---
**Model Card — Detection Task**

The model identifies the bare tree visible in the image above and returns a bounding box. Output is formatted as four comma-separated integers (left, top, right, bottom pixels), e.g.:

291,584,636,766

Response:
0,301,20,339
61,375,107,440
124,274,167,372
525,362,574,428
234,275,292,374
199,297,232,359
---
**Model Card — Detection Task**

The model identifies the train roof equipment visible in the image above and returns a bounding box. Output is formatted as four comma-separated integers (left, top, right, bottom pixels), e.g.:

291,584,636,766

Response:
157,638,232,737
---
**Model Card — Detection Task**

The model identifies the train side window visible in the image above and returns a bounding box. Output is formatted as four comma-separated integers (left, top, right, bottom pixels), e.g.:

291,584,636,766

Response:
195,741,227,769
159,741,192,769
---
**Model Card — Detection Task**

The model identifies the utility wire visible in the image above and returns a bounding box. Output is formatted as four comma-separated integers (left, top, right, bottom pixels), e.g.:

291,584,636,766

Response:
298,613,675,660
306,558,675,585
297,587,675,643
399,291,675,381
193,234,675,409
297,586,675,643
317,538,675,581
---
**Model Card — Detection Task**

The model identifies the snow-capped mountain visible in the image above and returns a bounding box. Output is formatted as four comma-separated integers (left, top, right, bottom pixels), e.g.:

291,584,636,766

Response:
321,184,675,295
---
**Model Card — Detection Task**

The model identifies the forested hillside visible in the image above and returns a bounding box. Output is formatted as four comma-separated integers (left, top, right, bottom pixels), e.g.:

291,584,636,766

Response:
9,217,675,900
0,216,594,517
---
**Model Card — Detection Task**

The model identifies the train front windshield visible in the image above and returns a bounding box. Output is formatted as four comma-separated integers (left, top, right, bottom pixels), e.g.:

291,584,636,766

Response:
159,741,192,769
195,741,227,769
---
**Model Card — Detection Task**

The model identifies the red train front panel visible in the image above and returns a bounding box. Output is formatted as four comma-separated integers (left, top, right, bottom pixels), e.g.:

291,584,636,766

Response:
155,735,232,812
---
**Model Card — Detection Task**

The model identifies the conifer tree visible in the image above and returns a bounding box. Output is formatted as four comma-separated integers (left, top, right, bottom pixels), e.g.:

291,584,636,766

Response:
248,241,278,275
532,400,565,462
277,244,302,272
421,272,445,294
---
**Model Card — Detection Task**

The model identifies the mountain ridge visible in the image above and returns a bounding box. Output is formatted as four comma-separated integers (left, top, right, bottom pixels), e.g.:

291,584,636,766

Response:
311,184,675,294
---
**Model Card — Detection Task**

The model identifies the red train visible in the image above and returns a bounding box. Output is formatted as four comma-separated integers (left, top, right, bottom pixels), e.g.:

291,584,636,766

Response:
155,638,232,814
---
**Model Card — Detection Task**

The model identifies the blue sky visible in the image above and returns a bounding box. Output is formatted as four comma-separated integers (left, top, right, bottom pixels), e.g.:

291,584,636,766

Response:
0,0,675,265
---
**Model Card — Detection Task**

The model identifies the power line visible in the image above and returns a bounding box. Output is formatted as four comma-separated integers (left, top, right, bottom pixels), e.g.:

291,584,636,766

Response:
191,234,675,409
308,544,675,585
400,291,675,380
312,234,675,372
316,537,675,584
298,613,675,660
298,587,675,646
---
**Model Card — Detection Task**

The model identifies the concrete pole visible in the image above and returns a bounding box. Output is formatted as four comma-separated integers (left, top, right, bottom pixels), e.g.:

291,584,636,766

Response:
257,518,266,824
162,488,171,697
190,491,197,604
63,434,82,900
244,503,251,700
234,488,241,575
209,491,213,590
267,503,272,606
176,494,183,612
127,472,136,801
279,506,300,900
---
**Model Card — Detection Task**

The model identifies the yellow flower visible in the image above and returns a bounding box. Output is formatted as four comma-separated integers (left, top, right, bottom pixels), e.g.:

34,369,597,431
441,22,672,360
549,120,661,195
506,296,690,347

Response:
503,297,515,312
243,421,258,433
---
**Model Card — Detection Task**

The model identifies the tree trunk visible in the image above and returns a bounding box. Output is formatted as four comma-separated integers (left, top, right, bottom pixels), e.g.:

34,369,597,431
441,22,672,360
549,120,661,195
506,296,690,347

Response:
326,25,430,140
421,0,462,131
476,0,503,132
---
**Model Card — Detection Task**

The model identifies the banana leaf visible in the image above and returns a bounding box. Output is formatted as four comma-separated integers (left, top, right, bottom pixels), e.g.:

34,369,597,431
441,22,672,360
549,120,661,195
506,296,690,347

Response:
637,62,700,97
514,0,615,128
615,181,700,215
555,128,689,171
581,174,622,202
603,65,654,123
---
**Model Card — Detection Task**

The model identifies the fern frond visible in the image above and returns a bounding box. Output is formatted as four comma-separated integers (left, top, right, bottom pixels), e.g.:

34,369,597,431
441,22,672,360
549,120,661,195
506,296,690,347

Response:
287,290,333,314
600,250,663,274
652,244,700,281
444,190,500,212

────

--- TASK STATEMENT ---
Gather every line in the items above that contains the word "tree", copying each one in full.

--- ANSWER ---
The model identifies the bare tree visible in the image above and returns a bounding box. Output is formatted as four comma-separated integers (left, top, right, bottom pixels), e.g.:
The model identifies the conifer tree visible in the image above and returns a bounding box. Output is formatted as four comma-separated integers (left, top, right, bottom pixels), e.g.:
The model identifies the tree trunk visible in the image above and returns a bounding box. Output is formatted as four comma-separated integers (left, top, right, bottom pixels), e.g.:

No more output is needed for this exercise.